*DATASET RECORDS*.
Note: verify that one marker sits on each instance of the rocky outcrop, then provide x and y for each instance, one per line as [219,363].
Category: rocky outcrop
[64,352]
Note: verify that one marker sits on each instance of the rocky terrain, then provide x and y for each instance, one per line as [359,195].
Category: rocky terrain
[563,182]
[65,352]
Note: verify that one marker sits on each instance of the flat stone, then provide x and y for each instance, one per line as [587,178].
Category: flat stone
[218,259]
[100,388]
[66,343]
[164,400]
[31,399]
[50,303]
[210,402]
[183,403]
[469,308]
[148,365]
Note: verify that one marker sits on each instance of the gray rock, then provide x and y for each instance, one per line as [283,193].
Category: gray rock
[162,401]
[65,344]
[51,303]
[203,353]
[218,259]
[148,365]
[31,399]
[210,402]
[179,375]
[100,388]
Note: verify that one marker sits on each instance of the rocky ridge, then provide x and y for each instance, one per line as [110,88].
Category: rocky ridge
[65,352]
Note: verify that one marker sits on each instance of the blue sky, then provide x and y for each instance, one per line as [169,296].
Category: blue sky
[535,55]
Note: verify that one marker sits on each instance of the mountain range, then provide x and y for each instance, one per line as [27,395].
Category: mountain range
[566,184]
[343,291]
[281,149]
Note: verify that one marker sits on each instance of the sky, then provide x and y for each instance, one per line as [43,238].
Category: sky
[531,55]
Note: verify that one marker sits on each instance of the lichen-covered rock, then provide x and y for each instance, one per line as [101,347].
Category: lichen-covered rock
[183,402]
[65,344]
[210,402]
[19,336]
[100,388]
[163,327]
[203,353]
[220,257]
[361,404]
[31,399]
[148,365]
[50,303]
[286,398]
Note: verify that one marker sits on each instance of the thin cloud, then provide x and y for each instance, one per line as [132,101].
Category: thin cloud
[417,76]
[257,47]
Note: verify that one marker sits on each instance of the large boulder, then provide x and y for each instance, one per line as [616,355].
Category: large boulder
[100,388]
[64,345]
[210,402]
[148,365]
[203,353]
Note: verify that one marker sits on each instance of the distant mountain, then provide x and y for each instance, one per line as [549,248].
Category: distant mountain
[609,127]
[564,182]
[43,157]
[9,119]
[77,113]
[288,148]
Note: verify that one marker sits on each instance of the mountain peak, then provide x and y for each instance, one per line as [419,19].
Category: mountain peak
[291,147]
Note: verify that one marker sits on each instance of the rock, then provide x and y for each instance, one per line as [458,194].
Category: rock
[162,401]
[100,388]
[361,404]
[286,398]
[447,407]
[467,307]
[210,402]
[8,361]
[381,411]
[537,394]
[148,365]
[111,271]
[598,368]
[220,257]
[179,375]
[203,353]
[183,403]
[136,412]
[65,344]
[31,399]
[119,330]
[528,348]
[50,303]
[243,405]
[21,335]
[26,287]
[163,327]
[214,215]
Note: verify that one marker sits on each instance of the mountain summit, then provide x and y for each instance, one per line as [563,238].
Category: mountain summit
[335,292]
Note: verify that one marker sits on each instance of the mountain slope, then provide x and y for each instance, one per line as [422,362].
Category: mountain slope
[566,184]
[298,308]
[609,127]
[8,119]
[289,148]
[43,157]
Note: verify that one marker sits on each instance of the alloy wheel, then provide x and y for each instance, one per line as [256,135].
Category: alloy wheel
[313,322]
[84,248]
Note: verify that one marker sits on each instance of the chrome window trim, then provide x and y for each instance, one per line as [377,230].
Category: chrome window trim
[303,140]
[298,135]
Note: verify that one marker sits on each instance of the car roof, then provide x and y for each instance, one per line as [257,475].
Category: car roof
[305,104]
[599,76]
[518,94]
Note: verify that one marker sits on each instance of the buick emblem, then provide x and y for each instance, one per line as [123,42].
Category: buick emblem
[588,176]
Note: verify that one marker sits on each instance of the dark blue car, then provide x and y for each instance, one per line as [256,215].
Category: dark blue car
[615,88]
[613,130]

*EXERCISE INSTRUCTIONS*. Write out exactly the lines of the entries above that run from the line containing "line as [256,135]." through the last line, including both.

*TASK RESULT*.
Note: verify that one marker sits on each instance of the alloy wheel, then provide x and y for each instance, one per line as [256,135].
Category: alloy wheel
[313,322]
[84,248]
Note: verify that one marker sits on each instance of the chrome window trim, then provide x and y for each instance, one per line as [377,230].
Category: chrome window trim
[303,140]
[298,135]
Note: verify that one marker sits on each instance of the car roof, then provide x and y for each instance, one per line as [257,475].
Category: car roof
[305,104]
[599,76]
[518,94]
Note: verify that one marker sits on each instance of the buick emblem, then provide x and y for each instance, one per line as [123,42].
Category: buick emblem
[588,176]
Note: verify that one marker sits on each instance of the dark blue car, then provide x and y for each instance, one per line as [256,215].
Category: dark blue car
[615,88]
[613,130]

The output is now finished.